Each line below with the word "task" needs to be copied.
--*--
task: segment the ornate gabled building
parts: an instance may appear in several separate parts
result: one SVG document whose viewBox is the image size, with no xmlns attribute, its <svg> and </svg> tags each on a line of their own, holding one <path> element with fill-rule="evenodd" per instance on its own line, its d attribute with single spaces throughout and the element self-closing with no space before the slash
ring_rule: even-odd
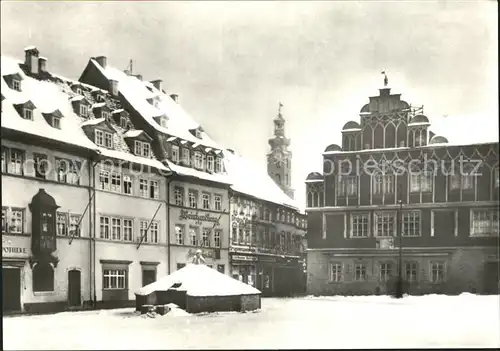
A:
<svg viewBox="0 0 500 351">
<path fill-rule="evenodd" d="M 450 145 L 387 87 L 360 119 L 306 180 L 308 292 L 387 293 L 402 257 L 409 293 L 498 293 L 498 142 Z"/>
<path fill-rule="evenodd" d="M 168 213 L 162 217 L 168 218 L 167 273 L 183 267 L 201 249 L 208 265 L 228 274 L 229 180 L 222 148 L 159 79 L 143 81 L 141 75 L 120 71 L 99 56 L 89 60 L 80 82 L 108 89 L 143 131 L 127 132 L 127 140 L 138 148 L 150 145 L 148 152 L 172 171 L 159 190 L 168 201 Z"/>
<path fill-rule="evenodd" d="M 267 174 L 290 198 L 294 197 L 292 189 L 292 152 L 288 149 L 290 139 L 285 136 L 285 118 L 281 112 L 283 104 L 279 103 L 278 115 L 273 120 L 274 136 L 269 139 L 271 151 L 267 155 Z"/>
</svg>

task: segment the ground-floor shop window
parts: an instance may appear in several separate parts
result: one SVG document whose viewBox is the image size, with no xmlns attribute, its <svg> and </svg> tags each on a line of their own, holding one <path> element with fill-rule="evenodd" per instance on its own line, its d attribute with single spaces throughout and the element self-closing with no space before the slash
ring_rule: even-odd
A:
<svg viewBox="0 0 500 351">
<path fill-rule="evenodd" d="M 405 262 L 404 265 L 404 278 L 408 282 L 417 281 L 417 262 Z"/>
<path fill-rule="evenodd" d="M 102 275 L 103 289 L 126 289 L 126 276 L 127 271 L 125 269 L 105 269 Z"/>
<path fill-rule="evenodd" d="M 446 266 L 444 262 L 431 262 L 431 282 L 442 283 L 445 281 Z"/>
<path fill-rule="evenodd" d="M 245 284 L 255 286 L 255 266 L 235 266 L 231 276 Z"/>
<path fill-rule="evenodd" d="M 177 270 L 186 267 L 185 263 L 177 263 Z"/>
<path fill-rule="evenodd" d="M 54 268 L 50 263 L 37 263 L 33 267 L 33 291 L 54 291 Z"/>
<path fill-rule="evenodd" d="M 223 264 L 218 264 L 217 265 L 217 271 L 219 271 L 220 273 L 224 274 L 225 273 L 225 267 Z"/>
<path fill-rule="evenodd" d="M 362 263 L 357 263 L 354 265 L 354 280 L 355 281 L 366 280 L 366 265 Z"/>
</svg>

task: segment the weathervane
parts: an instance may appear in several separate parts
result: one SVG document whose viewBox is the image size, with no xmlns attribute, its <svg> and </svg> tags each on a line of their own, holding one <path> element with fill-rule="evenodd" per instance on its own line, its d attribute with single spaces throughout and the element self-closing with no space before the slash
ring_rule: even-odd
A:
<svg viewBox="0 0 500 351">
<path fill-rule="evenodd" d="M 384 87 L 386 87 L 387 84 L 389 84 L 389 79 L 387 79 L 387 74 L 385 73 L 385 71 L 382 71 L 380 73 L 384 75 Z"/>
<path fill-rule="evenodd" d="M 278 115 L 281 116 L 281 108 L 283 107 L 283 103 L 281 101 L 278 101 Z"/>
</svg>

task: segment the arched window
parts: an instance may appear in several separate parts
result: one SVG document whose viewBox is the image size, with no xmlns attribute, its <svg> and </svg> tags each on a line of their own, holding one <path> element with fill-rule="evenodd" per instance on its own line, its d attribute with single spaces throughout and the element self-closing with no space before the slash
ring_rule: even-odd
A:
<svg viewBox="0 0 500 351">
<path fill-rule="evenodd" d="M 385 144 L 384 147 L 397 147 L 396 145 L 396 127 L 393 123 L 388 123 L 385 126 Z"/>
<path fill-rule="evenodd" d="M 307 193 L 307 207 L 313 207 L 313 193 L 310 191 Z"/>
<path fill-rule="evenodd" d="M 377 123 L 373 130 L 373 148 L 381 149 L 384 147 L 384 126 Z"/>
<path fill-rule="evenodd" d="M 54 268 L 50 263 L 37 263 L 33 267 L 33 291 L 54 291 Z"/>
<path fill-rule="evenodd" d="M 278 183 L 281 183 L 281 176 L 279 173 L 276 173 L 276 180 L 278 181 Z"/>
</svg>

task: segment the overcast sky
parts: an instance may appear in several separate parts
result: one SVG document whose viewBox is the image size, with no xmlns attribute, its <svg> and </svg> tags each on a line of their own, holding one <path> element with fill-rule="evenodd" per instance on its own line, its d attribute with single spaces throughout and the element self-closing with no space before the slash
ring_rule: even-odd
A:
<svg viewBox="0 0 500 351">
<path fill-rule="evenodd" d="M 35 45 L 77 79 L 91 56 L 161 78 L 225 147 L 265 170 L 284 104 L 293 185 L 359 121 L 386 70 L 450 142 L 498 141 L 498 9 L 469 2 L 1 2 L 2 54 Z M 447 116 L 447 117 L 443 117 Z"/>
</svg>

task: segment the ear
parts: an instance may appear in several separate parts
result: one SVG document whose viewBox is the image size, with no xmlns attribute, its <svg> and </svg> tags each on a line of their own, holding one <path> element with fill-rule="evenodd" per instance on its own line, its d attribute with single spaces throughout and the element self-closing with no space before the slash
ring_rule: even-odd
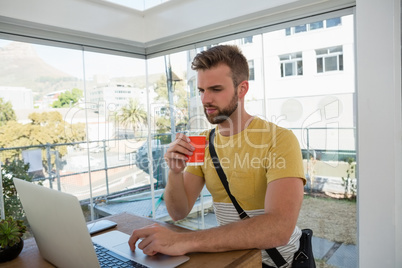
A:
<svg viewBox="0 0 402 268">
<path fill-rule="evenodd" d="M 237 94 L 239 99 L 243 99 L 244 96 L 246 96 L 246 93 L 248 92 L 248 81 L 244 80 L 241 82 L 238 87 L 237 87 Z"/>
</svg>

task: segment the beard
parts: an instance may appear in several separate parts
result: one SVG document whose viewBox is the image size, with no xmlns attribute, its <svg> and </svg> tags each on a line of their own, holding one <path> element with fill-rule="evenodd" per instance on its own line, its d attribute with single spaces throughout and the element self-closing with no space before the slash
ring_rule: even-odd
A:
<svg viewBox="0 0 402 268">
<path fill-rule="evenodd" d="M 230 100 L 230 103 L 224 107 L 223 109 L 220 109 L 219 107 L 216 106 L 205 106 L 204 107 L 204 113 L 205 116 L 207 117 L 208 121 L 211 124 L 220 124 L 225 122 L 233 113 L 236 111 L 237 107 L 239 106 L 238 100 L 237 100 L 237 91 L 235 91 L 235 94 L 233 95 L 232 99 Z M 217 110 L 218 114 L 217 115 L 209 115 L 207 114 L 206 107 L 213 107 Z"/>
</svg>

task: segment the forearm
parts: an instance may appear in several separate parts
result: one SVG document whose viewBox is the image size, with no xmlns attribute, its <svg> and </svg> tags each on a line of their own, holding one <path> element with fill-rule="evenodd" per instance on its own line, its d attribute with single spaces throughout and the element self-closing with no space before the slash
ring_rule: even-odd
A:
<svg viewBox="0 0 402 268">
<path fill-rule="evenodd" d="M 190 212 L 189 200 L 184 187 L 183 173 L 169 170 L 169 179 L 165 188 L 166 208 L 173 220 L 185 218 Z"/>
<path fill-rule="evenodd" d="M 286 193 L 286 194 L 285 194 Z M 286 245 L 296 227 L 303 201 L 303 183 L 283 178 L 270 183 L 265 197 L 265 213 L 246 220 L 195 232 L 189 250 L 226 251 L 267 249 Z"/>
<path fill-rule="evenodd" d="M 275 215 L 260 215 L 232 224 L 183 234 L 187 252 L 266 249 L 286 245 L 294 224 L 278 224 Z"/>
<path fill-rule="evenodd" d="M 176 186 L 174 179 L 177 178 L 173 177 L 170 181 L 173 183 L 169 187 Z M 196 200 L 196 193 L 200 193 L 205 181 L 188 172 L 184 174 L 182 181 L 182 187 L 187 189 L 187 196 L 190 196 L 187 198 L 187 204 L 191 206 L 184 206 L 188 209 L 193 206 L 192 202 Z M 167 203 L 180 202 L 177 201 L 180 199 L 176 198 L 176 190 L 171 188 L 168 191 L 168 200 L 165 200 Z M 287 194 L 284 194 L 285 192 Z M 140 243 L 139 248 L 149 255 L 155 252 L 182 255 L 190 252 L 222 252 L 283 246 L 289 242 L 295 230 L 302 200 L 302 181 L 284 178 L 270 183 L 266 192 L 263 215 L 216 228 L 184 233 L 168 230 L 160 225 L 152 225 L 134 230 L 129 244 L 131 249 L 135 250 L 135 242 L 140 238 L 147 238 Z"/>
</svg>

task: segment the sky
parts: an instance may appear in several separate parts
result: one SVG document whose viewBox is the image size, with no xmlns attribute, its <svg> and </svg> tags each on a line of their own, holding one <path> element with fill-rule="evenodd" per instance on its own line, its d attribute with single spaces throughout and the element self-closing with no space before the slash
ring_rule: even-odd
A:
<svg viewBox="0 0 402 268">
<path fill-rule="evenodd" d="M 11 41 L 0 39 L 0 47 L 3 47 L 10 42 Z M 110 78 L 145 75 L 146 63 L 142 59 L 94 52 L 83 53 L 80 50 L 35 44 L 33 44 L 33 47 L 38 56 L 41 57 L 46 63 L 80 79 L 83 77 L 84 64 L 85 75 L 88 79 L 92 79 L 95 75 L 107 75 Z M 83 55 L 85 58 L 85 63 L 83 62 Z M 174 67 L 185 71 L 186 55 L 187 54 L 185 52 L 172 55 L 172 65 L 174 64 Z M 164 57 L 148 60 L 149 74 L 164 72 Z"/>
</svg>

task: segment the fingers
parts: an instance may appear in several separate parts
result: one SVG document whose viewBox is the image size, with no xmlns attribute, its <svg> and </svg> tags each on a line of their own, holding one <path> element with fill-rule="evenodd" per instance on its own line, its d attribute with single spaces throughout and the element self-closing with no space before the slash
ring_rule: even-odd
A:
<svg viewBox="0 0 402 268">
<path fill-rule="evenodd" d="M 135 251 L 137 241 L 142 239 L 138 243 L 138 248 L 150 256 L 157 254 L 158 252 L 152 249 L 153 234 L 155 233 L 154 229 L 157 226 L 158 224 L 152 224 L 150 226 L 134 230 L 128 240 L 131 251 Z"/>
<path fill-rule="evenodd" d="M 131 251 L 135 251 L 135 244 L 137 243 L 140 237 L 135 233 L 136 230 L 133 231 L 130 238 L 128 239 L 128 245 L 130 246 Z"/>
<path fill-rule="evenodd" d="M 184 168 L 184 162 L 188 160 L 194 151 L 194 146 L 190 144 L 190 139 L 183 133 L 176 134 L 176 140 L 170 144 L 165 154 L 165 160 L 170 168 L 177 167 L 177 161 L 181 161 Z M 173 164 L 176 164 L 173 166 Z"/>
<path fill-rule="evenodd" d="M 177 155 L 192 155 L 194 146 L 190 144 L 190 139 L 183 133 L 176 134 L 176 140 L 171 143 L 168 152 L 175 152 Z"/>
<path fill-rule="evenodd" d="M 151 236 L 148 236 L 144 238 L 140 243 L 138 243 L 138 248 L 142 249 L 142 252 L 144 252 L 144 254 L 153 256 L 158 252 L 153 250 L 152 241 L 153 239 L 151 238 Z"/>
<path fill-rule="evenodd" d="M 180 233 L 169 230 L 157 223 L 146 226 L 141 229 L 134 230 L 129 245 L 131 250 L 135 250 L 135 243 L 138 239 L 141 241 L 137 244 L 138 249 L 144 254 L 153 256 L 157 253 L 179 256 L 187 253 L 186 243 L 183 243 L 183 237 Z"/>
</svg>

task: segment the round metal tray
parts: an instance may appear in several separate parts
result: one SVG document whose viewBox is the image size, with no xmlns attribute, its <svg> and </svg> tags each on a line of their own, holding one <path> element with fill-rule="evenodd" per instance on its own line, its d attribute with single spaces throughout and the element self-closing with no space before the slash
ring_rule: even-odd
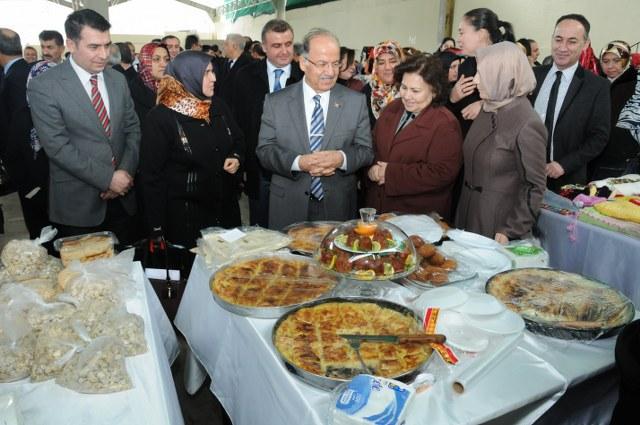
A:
--*--
■ Output below ■
task: segment the ornate gabled building
task: segment the ground-floor shop window
task: segment the weathervane
task: segment the arched window
task: segment the overcast sky
task: segment the ear
task: segment the beard
task: segment the forearm
task: segment the sky
task: segment the fingers
task: segment the round metal tray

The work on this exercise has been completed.